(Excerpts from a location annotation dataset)
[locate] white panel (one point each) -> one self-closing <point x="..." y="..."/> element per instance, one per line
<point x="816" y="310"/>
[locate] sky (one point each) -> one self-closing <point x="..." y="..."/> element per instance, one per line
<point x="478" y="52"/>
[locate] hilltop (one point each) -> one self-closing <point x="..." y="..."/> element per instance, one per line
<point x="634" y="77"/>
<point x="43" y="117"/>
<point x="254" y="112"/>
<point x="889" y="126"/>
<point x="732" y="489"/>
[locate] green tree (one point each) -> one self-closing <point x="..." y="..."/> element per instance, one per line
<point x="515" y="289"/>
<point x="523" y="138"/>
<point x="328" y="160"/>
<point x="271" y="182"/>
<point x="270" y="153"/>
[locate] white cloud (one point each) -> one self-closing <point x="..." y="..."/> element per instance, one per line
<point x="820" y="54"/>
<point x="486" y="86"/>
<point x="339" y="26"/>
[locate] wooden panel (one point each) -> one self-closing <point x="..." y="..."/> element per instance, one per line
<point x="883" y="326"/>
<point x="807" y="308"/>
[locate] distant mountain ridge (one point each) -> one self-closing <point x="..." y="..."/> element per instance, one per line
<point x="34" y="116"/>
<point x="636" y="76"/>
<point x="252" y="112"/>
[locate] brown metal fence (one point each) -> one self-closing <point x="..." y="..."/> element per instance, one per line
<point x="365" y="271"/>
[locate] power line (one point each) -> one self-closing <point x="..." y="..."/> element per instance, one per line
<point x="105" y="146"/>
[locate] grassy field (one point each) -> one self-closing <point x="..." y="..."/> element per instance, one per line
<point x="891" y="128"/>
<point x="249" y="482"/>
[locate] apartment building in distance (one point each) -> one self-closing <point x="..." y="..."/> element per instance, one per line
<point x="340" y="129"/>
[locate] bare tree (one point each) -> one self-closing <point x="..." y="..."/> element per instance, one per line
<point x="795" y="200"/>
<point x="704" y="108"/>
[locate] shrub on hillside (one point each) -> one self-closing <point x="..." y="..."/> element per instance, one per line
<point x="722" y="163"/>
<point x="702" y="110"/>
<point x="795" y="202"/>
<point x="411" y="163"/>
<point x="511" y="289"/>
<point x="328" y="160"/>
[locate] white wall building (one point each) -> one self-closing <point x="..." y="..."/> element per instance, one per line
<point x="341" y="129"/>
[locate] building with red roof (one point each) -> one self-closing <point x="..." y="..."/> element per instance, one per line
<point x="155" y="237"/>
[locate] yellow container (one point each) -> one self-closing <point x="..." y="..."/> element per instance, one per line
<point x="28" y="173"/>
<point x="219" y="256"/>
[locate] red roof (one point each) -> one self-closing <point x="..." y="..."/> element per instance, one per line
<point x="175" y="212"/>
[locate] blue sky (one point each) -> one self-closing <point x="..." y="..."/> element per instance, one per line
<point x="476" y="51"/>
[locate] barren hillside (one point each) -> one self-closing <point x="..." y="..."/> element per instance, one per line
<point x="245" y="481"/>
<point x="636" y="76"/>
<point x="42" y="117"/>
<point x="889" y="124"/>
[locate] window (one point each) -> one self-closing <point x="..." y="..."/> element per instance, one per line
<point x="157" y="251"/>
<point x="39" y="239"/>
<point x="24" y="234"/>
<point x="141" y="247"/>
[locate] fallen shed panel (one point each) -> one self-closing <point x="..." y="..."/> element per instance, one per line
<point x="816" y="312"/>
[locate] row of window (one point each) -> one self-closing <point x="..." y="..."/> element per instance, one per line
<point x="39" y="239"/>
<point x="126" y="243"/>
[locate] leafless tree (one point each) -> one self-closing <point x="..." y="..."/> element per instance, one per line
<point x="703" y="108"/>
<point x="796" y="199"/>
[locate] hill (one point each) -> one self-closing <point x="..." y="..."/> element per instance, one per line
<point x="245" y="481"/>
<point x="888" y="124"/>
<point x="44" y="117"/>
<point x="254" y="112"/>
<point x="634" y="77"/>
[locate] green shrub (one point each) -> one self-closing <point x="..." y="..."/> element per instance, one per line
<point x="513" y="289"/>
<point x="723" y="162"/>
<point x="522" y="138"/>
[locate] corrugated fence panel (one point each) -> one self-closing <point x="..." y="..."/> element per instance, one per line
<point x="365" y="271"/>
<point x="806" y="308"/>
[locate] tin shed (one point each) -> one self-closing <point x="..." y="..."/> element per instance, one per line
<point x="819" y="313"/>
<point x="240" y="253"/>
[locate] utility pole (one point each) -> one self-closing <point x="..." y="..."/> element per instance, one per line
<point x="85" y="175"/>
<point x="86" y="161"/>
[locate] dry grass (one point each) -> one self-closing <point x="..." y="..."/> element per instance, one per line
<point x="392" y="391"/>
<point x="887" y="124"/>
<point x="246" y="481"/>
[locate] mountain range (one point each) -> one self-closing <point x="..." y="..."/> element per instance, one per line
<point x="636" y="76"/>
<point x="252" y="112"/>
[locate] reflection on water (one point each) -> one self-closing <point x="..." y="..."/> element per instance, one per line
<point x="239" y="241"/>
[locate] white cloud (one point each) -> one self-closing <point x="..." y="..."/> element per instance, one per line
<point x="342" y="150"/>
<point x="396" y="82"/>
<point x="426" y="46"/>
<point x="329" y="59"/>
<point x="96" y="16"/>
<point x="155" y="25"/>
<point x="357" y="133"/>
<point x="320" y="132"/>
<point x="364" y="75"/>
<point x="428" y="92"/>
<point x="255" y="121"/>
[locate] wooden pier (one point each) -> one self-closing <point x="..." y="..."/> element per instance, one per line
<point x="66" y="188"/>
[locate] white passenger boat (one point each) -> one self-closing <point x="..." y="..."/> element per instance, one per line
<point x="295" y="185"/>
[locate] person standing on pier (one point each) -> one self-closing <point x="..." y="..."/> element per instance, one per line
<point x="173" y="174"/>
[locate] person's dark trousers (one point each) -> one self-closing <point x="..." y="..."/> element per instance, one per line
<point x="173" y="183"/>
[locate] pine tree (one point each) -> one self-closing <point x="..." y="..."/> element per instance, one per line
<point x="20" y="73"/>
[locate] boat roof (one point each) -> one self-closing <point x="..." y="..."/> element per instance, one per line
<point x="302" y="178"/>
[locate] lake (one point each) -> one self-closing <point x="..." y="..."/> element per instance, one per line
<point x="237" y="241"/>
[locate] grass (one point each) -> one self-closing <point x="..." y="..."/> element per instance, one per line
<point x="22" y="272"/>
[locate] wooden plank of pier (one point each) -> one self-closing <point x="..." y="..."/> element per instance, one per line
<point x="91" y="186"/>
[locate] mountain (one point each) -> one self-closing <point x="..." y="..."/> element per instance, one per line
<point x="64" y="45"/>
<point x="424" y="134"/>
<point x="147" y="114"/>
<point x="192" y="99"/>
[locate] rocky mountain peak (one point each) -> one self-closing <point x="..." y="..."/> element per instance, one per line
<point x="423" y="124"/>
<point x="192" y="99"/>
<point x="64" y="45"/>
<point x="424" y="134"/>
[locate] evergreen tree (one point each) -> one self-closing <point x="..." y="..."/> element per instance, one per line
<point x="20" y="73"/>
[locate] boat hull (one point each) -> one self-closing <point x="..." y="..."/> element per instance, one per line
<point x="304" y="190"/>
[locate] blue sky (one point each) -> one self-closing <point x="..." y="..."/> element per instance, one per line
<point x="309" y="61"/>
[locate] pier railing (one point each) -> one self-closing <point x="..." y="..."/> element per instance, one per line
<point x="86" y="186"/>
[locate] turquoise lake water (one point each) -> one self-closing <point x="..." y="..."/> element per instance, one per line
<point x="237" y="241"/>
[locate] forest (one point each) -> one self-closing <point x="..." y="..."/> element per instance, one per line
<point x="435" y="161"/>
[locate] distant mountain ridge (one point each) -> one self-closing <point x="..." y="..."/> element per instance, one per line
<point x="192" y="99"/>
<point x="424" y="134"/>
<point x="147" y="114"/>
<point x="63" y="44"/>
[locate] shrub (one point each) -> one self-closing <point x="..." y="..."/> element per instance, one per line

(AIM OF THE TASK) Reproduce the lines verbatim, beginning at the line that contains "[locate] pier railing" and stopping after the very last line.

(EXERCISE RESULT)
[locate] pier railing (one point each) -> one self-closing <point x="..." y="..."/> element per instance, one per line
<point x="86" y="186"/>
[locate] turquoise lake water (one point each) -> one self-closing <point x="..." y="..."/> element per instance, one per line
<point x="237" y="241"/>
[locate] forest (one point each) -> one self-closing <point x="..." y="..."/> element per instance, one per line
<point x="435" y="161"/>
[locate] distant mountain ridge (one point each) -> one self-closing <point x="..." y="..."/> element per instance, one per line
<point x="192" y="99"/>
<point x="424" y="134"/>
<point x="147" y="114"/>
<point x="63" y="44"/>
[locate] shrub (one point each) -> one self-closing <point x="..." y="..."/> element per instance, one per line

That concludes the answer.